* _PROBLEM 1_
From the text on the bullous pemphigoid antigen BP230 below, list every type of non-bullous pemphigoid serum that was tested against the recombinant proteins.
* _PROBLEM 2_
Answer these questions using the text on the bullous pemphigoid antigen BP230 below.
(a) What served as the template for the polymerase chain reaction?
(b) Which bacterial expression vector received the cDNAs?
(c) Which domain of BP230 did bullous pemphigoid sera react with most frequently?

* _EXTRACTED TEXT_
Bullous pemphigoid sera react specifically with various domains of BP230, most frequently with C-terminal domain, by immunoblot analyses using bacterial recombinant proteins covering the entire molecule.

By immunoblot analyses of normal human epidermal extracts, the 230 kDa bullous pemphigoid antigen (BP230) is recognized by most bullous pemphigoid sera. By polymerase chain reaction using keratinocyte cDNA library as a template, we successfully amplified 3 cDNAs of about 3 kb, which covered whole human BP230 molecule. By inserting the cDNAs into bacterial expression vector pGEX, we prepared 3 different recombinant glutathione-S-transferase-fusion proteins, which roughly presented N-terminal domain, central rod domain and C-terminal domain of BP230. By immunoblotting using these 3 recombinant proteins, we demonstrated that the majority of bullous pemphigoid sera reacted clearly with multiple recombinant proteins of BP230, most frequently with C-terminal domain. We also examined sera of pemphigus vulgaris, pemphigus foliaceus and herpetiform pemphigus that showed BP230-like protein band by immunoblotting of epidermal extracts, as well as paraneoplastic pemphigus, for reactivity with the 3 recombinant proteins. In the study, we found that only very few of these non-bullous pemphigoid sera reacted with some of the recombinant proteins. These results indicate that the BP230 is specifically reacted by bullous pemphigoid sera, and that the immunoblotting using the BP230 recombinant proteins should be a useful tool for the diagnosis of bullous pemphigoid.

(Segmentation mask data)

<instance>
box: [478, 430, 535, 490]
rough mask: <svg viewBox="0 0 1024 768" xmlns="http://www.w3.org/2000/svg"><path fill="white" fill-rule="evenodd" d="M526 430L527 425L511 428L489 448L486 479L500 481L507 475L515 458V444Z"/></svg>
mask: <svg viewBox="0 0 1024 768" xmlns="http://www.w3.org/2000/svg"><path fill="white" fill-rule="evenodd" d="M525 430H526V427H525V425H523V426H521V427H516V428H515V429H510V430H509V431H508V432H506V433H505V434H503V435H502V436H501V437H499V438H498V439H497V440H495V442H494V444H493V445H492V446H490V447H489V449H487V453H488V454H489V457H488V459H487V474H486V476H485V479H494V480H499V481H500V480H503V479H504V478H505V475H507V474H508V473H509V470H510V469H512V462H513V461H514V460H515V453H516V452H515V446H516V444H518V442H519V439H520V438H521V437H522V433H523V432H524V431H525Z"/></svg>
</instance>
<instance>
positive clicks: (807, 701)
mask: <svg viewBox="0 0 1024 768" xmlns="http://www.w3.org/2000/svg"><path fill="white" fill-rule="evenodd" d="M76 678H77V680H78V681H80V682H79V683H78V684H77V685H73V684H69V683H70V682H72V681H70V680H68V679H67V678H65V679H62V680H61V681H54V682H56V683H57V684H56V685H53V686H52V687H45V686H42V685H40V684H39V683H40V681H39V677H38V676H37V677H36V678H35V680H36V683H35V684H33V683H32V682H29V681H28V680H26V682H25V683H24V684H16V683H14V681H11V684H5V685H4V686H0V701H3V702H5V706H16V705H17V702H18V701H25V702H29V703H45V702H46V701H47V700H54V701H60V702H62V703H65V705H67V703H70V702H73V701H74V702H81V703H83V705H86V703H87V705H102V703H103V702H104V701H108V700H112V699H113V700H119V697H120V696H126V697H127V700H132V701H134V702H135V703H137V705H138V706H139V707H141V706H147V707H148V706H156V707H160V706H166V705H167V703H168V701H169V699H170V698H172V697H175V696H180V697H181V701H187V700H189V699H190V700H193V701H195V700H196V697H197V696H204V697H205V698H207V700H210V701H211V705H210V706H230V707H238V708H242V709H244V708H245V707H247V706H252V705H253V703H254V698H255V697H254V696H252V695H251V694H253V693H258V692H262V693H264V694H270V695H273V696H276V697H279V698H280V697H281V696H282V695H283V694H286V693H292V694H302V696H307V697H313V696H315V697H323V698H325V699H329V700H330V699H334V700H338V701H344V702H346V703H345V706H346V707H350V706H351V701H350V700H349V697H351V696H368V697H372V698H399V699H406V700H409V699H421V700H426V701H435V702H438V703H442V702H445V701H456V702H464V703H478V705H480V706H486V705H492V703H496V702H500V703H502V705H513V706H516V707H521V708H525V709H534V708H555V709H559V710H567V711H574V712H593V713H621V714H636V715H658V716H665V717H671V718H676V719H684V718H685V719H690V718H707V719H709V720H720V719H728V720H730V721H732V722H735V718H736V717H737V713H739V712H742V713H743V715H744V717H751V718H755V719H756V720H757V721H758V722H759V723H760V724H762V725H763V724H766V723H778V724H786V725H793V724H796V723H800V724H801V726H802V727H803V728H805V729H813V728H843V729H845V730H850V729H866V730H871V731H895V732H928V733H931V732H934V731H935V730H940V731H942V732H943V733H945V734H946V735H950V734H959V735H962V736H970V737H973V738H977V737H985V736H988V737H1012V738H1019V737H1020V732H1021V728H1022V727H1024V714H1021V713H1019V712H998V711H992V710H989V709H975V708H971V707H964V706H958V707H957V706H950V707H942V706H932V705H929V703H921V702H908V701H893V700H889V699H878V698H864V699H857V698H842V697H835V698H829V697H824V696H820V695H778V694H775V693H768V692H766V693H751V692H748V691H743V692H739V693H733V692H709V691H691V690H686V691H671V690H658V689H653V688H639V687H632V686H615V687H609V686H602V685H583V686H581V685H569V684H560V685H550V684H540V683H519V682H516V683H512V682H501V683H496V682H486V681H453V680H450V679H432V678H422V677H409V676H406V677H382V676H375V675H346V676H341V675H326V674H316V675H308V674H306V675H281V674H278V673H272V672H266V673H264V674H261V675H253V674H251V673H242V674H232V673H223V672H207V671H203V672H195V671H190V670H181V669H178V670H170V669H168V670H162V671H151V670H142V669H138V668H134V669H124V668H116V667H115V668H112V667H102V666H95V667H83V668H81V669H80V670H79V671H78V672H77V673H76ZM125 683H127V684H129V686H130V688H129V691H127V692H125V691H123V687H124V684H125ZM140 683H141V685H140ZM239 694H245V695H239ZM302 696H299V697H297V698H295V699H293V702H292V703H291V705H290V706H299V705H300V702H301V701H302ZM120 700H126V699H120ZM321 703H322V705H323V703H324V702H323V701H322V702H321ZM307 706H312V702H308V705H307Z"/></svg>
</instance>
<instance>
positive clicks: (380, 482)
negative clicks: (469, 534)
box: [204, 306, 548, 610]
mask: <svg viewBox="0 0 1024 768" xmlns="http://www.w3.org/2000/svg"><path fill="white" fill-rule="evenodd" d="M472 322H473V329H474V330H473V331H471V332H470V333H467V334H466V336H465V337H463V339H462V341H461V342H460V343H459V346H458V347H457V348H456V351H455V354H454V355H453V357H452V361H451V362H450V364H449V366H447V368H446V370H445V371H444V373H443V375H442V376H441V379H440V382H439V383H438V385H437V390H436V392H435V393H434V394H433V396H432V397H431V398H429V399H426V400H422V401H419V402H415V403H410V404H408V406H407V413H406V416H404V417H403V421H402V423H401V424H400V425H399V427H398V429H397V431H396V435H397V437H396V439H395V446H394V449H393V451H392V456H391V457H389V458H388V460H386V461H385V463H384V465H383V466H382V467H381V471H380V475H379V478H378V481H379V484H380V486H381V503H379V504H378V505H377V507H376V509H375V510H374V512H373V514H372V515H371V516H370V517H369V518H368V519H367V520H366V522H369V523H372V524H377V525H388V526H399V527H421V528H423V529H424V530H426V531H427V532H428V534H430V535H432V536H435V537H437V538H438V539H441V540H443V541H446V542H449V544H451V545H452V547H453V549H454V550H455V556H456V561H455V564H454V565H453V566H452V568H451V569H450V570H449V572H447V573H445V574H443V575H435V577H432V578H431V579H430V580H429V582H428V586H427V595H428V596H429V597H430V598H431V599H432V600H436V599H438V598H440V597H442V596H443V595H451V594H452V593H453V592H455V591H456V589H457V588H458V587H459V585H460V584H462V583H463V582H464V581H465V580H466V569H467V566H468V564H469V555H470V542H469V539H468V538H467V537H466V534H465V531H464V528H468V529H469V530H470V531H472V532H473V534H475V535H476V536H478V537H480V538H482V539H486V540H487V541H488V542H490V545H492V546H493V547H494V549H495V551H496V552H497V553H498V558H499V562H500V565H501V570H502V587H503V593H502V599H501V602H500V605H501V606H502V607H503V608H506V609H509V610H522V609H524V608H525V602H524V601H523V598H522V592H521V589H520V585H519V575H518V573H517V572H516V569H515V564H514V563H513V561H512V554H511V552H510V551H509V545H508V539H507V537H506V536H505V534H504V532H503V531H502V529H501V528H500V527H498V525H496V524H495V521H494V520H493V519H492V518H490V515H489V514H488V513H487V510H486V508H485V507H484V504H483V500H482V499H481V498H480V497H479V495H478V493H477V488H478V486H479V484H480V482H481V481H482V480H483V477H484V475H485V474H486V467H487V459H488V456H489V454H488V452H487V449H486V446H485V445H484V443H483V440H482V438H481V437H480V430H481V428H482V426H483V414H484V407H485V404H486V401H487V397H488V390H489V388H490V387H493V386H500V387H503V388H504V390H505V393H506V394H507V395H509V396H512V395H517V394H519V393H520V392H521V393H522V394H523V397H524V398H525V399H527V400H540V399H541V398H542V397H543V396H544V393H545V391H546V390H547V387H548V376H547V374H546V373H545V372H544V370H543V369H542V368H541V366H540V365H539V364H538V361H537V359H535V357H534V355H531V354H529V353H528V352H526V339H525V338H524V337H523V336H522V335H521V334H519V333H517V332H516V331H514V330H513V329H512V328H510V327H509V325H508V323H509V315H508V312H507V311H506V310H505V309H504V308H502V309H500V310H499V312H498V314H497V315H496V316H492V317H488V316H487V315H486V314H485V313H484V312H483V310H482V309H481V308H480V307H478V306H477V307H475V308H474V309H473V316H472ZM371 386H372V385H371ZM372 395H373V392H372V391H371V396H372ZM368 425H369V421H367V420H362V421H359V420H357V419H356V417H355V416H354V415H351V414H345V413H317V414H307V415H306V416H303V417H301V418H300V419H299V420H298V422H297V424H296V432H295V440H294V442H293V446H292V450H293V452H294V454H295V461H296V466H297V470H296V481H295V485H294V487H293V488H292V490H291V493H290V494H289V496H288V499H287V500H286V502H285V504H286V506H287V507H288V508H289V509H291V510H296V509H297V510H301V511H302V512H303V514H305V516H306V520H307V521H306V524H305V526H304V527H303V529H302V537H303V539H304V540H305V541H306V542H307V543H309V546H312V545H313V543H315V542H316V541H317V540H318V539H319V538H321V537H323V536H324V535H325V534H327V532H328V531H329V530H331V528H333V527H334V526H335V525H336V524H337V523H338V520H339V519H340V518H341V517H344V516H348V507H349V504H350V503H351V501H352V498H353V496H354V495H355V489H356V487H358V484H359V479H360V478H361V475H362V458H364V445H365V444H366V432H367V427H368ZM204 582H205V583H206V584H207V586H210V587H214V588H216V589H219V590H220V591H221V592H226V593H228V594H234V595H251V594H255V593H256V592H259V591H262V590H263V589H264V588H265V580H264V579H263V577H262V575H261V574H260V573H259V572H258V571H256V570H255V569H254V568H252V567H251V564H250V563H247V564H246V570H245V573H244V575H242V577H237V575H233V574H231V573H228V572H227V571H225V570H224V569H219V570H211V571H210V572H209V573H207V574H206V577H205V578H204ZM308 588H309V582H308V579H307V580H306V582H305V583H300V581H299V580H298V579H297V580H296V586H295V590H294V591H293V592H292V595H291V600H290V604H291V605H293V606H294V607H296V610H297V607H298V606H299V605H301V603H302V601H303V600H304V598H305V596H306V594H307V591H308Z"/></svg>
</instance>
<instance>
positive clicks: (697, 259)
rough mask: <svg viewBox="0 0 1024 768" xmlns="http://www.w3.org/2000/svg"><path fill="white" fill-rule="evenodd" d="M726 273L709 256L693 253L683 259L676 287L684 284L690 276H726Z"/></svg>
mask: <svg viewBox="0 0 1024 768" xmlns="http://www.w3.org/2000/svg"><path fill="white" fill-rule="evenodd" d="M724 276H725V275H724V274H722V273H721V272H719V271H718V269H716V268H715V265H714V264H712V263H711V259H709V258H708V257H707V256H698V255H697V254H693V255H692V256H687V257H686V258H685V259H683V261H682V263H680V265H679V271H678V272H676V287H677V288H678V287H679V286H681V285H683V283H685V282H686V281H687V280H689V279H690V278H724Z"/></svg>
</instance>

* _TASK OUTPUT 1_
- Pemphigus vulgaris
- Pemphigus foliaceus
- Herpetiform pemphigus
- Paraneoplastic pemphigus

* _TASK OUTPUT 2_
(a) A keratinocyte cDNA library.
(b) pGEX.
(c) The C-terminal domain.